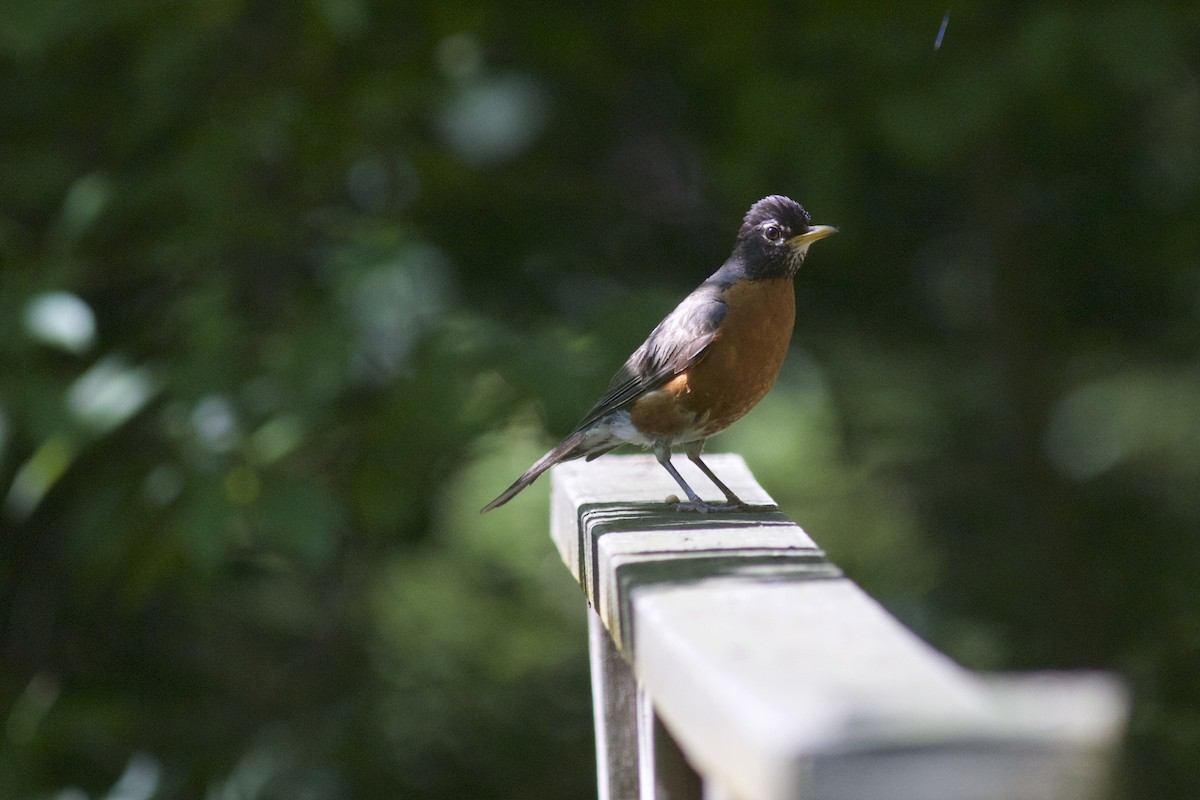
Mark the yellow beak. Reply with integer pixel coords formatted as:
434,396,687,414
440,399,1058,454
787,225,838,249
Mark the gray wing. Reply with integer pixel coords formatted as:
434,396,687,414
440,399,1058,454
575,283,728,431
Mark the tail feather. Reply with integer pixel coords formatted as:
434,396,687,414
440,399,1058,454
479,431,586,513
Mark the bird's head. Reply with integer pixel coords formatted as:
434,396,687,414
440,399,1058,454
734,194,838,278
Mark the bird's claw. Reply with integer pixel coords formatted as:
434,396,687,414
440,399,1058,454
674,500,750,513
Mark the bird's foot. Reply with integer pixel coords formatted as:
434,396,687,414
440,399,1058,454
672,500,754,513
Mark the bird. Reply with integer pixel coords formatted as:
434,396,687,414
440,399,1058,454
480,194,838,513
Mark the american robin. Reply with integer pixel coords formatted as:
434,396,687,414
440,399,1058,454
482,194,836,512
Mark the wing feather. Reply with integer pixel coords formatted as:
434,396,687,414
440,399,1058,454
575,283,728,431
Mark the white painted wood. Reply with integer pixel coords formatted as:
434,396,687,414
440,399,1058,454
637,688,703,800
588,609,638,800
552,456,1127,800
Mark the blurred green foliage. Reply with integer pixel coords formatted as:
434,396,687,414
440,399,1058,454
0,0,1200,800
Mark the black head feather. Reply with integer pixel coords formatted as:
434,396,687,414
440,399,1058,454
738,194,812,237
733,194,812,279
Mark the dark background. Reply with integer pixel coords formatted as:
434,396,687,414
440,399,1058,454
0,0,1200,800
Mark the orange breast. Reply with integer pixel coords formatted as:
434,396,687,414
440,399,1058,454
630,278,796,441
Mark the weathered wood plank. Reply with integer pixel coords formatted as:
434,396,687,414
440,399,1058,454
552,456,1126,800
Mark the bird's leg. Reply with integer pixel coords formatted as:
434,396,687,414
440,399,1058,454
684,439,749,510
684,440,775,511
654,443,708,511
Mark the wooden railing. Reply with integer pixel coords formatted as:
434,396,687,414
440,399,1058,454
551,456,1126,800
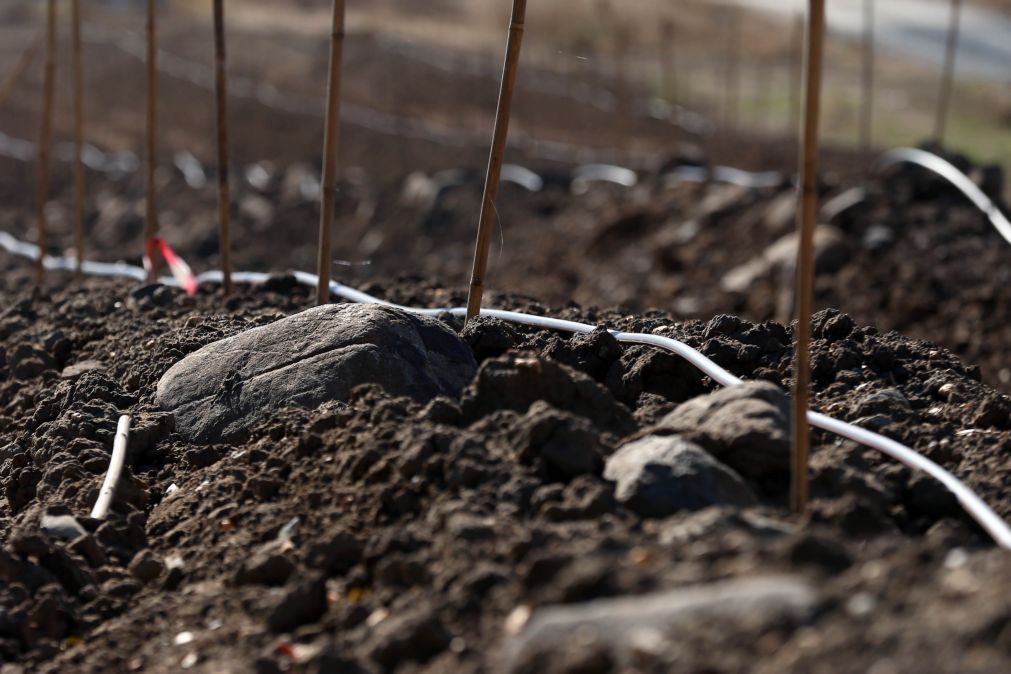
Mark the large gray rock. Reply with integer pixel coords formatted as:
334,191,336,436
158,304,477,443
604,436,755,517
651,382,790,480
502,576,818,672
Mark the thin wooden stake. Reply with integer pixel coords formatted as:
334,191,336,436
144,0,160,282
70,0,85,276
790,0,825,513
214,0,232,295
660,19,678,103
860,0,875,171
467,0,527,320
0,30,45,108
934,0,961,145
316,0,344,304
35,0,57,283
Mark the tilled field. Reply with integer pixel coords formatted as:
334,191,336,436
0,274,1011,672
0,3,1011,674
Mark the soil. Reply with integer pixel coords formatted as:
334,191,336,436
0,277,1011,672
0,5,1011,674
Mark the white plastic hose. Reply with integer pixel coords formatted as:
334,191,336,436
881,148,1011,244
0,159,1011,550
91,414,129,519
821,148,1011,239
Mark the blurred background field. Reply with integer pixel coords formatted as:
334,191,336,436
0,0,1011,178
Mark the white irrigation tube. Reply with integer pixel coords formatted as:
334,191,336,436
91,414,129,519
0,145,1011,550
0,237,1011,550
881,148,1011,244
821,148,1011,236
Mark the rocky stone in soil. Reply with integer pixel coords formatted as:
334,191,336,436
604,436,755,517
506,576,818,673
158,304,476,442
651,382,790,480
461,354,637,436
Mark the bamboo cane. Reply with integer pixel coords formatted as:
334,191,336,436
214,0,232,295
660,19,677,103
0,30,45,108
35,0,57,284
70,0,85,276
860,0,875,171
790,0,825,513
467,0,527,320
316,0,344,304
144,0,159,282
934,0,961,145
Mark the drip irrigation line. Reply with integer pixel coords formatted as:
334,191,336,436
69,29,657,170
0,231,1011,550
880,148,1011,244
91,414,130,519
821,148,1011,233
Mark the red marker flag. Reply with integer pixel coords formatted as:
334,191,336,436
144,238,196,295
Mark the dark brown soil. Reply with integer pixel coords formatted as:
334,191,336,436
0,278,1011,672
0,5,1011,674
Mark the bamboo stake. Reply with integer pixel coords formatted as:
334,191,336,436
316,0,344,304
860,0,875,171
790,0,825,513
70,0,85,276
35,0,57,284
214,0,232,295
144,0,159,282
934,0,961,145
660,19,677,103
0,30,45,108
467,0,527,321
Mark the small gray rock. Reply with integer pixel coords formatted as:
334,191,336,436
60,360,105,379
158,304,477,443
504,576,818,672
652,382,790,479
853,388,911,417
233,544,295,585
40,515,88,541
604,436,755,517
267,576,327,634
515,400,606,478
460,354,637,436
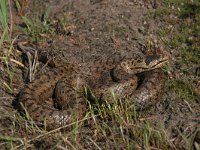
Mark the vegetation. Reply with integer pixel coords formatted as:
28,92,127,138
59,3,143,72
0,0,200,150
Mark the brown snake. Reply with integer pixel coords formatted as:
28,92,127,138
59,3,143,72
18,51,168,129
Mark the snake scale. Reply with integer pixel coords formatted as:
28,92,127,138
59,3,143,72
17,53,168,129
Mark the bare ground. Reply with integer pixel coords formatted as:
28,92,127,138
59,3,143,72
0,0,200,149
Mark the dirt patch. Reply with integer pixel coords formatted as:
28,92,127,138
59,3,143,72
0,0,200,149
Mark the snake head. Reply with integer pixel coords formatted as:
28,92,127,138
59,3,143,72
120,54,169,74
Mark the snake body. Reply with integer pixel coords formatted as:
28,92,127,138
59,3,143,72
17,54,167,129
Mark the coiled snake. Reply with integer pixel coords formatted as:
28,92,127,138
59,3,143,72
17,53,168,128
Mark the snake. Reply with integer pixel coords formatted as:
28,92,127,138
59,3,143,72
17,53,168,129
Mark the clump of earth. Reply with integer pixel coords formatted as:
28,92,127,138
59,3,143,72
0,0,200,149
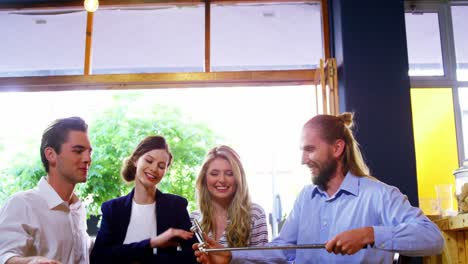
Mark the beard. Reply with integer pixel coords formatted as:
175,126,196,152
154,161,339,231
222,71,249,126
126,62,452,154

_WHAT IS NEEDED_
Copy the part of the listing starting at the line containing "Mark the gray" and ending at the line containing "551,456,1126,800", both included, with every request kept. Increase each bounding-box coordinate in the answers by 133, leaving the requests and their sample coordinates unchanged.

_TASK RESPONSE_
Mark the gray wing. Reply with integer pixel coords formatted as:
434,396,687,414
440,399,1058,454
708,416,861,564
Mark the tail feather. Reply with integer pixel coords formatted as:
434,396,687,414
440,399,1058,454
612,564,719,646
Mark the bird's head. Reply with integer pixel coords formatted as:
434,396,687,414
440,399,1058,454
867,327,971,411
Mark the bird's claw. Reply with integer pixel coords formatted as:
434,396,687,414
440,399,1058,454
807,633,883,646
Mark the bird's foot. Reply with integer pixel coords formatted as:
434,396,687,414
440,399,1058,454
805,633,887,646
Mark the bird. Reply with integer pixel coords formatted as:
434,396,687,414
440,399,1058,454
613,327,971,646
Mark the american robin. Reply with integer pixel coords formatted as:
434,396,687,414
440,399,1058,454
615,327,969,645
Mark the wing feather. Reply with integer pixel coords formatted as:
434,396,687,414
440,399,1058,454
708,416,861,564
Mark the white painted wood. Reply with integer pixel coords formatted as:
434,396,687,414
440,399,1058,454
770,821,836,933
721,742,771,933
685,589,1260,933
Mark the blurred green foliage. Reply with integer pixel coords formatted as:
434,396,687,414
440,399,1058,454
133,133,1333,933
Mark the black head feather. Reply with integer pixel coords formatted as:
434,396,687,414
440,399,1058,454
871,327,945,370
866,327,945,412
Mark the dark background. Reply with integer pixel coords formatted as:
434,396,687,414
440,399,1058,454
133,133,1333,933
Mark the orange breast. Reply with integer pixel coords formatted as:
434,396,687,414
440,399,1058,454
763,411,929,574
Mark the weathered wood plank. Reply with integer pixel coords formatted as:
434,396,687,414
440,399,1058,454
685,589,1259,933
Mark the bird's leg. Reply with integer pixel coords formatted as:
434,396,687,414
440,399,1058,454
817,572,882,643
817,573,908,644
787,576,841,644
Mark the wooden railing. Reply with integer pixel coords formatted as:
434,396,687,414
440,399,1058,454
684,589,1259,933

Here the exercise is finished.